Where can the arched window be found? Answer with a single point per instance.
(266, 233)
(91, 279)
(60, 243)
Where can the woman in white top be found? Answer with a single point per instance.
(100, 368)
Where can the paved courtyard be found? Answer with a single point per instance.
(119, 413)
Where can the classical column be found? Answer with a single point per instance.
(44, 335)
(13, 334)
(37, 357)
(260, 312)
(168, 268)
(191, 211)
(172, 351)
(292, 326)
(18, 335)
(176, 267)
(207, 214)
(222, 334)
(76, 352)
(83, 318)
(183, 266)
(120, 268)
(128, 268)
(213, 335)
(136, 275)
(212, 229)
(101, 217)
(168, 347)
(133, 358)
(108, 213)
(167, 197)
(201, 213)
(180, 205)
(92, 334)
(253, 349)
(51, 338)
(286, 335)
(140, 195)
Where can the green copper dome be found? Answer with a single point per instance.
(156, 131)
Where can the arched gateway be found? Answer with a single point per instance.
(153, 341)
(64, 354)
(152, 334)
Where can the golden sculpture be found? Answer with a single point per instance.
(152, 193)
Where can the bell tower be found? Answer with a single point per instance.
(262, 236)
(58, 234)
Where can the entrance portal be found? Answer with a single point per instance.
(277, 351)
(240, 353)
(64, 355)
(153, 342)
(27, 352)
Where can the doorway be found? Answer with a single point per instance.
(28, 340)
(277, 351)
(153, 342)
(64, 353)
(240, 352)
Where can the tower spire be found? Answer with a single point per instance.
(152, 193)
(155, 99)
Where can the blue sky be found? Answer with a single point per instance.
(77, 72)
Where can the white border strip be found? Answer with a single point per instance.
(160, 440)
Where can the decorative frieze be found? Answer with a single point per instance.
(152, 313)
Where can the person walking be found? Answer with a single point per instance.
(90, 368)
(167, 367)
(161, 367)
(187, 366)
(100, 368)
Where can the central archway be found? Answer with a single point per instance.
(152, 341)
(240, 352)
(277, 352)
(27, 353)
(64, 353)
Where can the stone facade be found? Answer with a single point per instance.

◆ **What needs to be done**: Could you put every line of the items above into a Markdown table with a No. column for the row number and a Text column for the line, skipping any blank lines?

◆ **Finished exercise**:
| No. | Text |
|---|---|
| 1 | Where can the arched window be found? Answer with a single point per instance. |
| 2 | (266, 233) |
| 3 | (91, 279) |
| 4 | (60, 243) |
| 5 | Where can the woman in white top be found? Answer with a single point per instance. |
| 6 | (100, 368) |
| 7 | Where can the paved courtyard be found? Answer with a single point per instance. |
| 8 | (119, 413) |
| 9 | Where can the classical column be found? Answer with a single point per instance. |
| 10 | (44, 335) |
| 11 | (13, 334) |
| 12 | (37, 357) |
| 13 | (260, 312) |
| 14 | (168, 268) |
| 15 | (191, 211) |
| 16 | (172, 351) |
| 17 | (292, 326) |
| 18 | (18, 335) |
| 19 | (176, 267) |
| 20 | (207, 214) |
| 21 | (222, 334) |
| 22 | (76, 352) |
| 23 | (83, 318) |
| 24 | (183, 266) |
| 25 | (120, 268) |
| 26 | (128, 268) |
| 27 | (213, 335) |
| 28 | (136, 275) |
| 29 | (212, 229) |
| 30 | (101, 217) |
| 31 | (168, 347) |
| 32 | (133, 358) |
| 33 | (108, 213) |
| 34 | (167, 197) |
| 35 | (201, 213) |
| 36 | (180, 205) |
| 37 | (92, 334) |
| 38 | (253, 349) |
| 39 | (51, 338) |
| 40 | (286, 335) |
| 41 | (140, 195) |
| 42 | Where can the green copper dome be found? Answer with a single point per instance. |
| 43 | (156, 131) |
| 44 | Where can the arched gateway be found? Answer with a single point per instance. |
| 45 | (153, 341) |
| 46 | (64, 354) |
| 47 | (152, 334) |
| 48 | Where can the golden sculpture be found? Answer with a single point per instance. |
| 49 | (152, 193) |
| 50 | Where can the bell tower be found? Answer with a single point per instance. |
| 51 | (262, 236) |
| 52 | (58, 234) |
| 53 | Where can the entrance portal be found? Answer with a single point per instance. |
| 54 | (277, 351) |
| 55 | (240, 353) |
| 56 | (64, 355) |
| 57 | (153, 342) |
| 58 | (27, 352) |
| 59 | Where can the doorway be found? Answer with a single point per instance. |
| 60 | (28, 340) |
| 61 | (277, 351) |
| 62 | (153, 342) |
| 63 | (64, 353) |
| 64 | (240, 352) |
| 65 | Where can the tower spire be found? Answer with a single point per instance. |
| 66 | (152, 193) |
| 67 | (155, 99) |
| 68 | Where can the blue sky be found? Answer with a single point per instance. |
| 69 | (77, 72) |
| 70 | Where can the white border strip be found? Answer with a single point per instance. |
| 71 | (160, 440) |
| 72 | Where can the decorative frieze be found? Answer with a single point per instance. |
| 73 | (152, 313) |
| 74 | Where can the person walking be found? Answer with a single point per instance. |
| 75 | (90, 368) |
| 76 | (167, 367) |
| 77 | (161, 367) |
| 78 | (187, 366) |
| 79 | (100, 368) |
| 80 | Where can the central archway be found? Answer with a single point per instance. |
| 81 | (152, 341) |
| 82 | (240, 352) |
| 83 | (277, 352) |
| 84 | (27, 353) |
| 85 | (64, 353) |
| 86 | Where can the stone facade be found? Answer with a single point per instance. |